= SHORT EXERCISE 1 =
Copy out everything in the records from the line containing "of the side" down to the end of the records, keeping every character the same.

= PAGE TEXT =
Ed, Went thought you assembly photos, but I was wondering, what is the story with the weld in the middle of your housing, did the shaft lenghten to clear the drive or was there some other reason? The trunion bearings, what were they originally, connecting rod caps? Definately like your torch circle cutter, may have to make one for A/O torch since I don't see myself getting a plasma cutter anytime soon.

One thing I am noticing, that is perplexing me, no one seems to be insulating their motors or controls. I would think 100+ amps would try to go to ground via your motor wire, thus torching everything. Is it that there is more resistance going through the motor housing then the ground cable that is preventing it (since electricity prefers the easy route)?

Thanks,

Rich C.
 
Hi Rich, The main reason for the 2-piece housing was to accommodate for the size of my mill vise.
The trunnion bearings are made from the caps of the crankshaft mains from an old MOPAR V8.

Saved data entries
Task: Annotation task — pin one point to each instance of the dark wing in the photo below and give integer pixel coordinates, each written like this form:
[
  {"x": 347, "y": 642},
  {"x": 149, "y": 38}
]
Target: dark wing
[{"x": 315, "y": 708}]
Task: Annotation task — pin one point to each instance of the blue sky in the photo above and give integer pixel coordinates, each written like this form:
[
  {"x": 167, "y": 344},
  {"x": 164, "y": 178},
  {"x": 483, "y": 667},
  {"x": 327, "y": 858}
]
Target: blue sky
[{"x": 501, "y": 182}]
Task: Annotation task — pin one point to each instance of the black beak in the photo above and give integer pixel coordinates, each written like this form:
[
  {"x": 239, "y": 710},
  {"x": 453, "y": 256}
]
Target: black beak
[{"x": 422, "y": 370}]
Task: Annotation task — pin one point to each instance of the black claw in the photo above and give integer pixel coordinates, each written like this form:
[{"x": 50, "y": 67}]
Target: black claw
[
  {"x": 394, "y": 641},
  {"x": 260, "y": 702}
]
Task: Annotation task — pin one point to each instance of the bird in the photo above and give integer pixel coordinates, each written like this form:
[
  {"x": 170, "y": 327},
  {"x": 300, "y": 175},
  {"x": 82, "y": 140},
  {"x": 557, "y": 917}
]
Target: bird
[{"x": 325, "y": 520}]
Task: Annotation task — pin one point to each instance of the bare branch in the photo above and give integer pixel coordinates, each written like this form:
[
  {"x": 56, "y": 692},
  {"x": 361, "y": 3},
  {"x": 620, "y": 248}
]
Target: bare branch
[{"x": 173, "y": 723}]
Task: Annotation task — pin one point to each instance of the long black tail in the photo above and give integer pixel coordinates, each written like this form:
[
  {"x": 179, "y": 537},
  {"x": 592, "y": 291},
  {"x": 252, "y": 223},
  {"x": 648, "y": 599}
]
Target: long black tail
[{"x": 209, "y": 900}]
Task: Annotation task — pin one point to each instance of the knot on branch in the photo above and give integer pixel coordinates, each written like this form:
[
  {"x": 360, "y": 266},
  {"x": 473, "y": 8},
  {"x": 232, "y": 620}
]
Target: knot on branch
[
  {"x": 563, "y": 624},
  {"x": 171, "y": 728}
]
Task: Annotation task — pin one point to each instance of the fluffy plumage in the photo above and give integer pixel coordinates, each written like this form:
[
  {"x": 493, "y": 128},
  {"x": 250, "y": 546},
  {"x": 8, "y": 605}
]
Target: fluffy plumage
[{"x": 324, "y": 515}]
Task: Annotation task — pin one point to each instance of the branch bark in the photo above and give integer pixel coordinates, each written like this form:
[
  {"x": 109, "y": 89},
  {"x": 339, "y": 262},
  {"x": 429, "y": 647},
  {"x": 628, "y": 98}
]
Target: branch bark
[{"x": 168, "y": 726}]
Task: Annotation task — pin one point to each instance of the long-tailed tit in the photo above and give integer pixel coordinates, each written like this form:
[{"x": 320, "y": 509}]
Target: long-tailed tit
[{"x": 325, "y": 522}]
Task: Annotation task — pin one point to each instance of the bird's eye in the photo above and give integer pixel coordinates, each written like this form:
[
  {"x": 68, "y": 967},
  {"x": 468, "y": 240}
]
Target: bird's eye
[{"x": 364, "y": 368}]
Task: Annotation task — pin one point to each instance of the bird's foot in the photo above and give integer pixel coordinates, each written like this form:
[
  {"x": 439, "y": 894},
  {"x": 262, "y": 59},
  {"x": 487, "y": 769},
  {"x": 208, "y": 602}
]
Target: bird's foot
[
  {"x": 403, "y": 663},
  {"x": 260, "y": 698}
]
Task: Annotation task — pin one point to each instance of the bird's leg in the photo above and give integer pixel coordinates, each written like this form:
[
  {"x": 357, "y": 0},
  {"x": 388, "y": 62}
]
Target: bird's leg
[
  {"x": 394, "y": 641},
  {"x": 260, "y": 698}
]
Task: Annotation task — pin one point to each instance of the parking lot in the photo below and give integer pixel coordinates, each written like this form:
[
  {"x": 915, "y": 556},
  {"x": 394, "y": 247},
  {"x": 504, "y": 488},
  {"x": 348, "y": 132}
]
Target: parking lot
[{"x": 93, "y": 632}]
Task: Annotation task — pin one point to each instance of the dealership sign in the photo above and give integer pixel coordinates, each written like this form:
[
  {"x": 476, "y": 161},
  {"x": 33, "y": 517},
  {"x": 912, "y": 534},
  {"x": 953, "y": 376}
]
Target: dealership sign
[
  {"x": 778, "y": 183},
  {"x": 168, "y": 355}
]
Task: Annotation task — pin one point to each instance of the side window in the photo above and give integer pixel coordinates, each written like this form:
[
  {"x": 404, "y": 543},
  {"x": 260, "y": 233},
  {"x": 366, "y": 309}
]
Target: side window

= SHORT EXERCISE 2 =
According to the forum post, what were the trunnion bearings made from?

= ANSWER 1 =
Task: Annotation task — pin one point to each instance of the side window in the photo above and give integer pixel coordinates, each written like this form:
[
  {"x": 404, "y": 543},
  {"x": 260, "y": 233},
  {"x": 366, "y": 309}
]
Target: side window

= ANSWER 2 =
The caps of the crankshaft mains from an old MOPAR V8.